#### BRANO RIPORTATO ####
Bella serata, qualche giorno fa, in una scuola dell’hinterland. Una platea di soli uomini. In ombra, defilate nell’antisala, le uniche due donne presenti, la preside e un’insegnante, che fanno gli onori di casa. E’ una serata rivolta ai papà: una settantina, che si interrogano sulle modalità nuove di svolgere l’antico compito della paternità.

Sono stato invitato ad iniziare un percorso di tre serate su questo tema. Sono genitori di bambini di scuola d’infanzia e di primaria, e di ragazzi di scuola media. I due incontri successivi, in forma di laboratorio, saranno realizzate dagli operatori di un Consultorio.

Il clima è diverso dal solito: bisogna trovare qualcosa di specifico per i padri, che li differenzi dalle madri. Il gioco fisico con i figli? L’autorità paterna? I rapporti con il mondo esterno alla famiglia? La gestione dell’aggressività? Oggi ormai si tratta di comportamenti equamente condivisi da padri e madri.
#### MATERIALE FORNITO ####
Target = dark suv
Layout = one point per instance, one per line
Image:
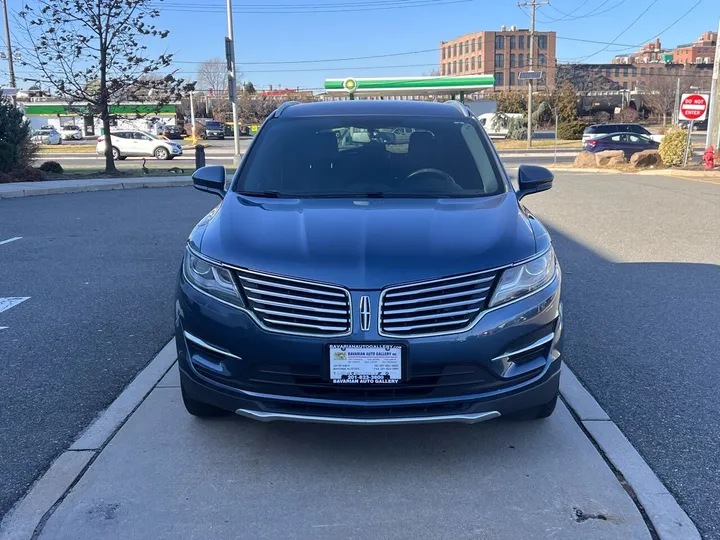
(605, 129)
(349, 278)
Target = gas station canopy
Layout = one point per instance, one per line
(404, 86)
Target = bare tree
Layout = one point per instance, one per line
(213, 74)
(94, 51)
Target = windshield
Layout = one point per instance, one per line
(372, 156)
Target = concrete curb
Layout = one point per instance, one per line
(53, 187)
(49, 490)
(668, 519)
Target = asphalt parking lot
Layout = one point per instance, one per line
(642, 284)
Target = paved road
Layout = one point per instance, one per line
(642, 286)
(641, 261)
(99, 269)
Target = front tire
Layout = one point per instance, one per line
(200, 409)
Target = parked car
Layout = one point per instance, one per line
(172, 132)
(71, 132)
(214, 130)
(46, 135)
(629, 143)
(363, 285)
(128, 143)
(598, 130)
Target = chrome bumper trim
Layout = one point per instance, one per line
(199, 342)
(473, 418)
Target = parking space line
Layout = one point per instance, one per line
(10, 240)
####
▶ [COSA FARE]:
a) Secondo il brano riportato, perché il clima della serata è diverso dal solito? Rispondi in una, due o tre frasi.
b) Ripeti dal brano riportato il passo che va da "Il clima è diverso" fino a "padri e madri." compreso.
Il materiale sta a sé e non fa parte del brano.

▶ [ESERCIZIO SVOLTO]:
a) Il clima è diverso dal solito perché bisogna trovare qualcosa di specifico per i padri, qualcosa che li distingua dalle madri.

b)
Il clima è diverso dal solito: bisogna trovare qualcosa di specifico per i padri, che li differenzi dalle madri. Il gioco fisico con i figli? L’autorità paterna? I rapporti con il mondo esterno alla famiglia? La gestione dell’aggressività? Oggi ormai si tratta di comportamenti equamente condivisi da padri e madri.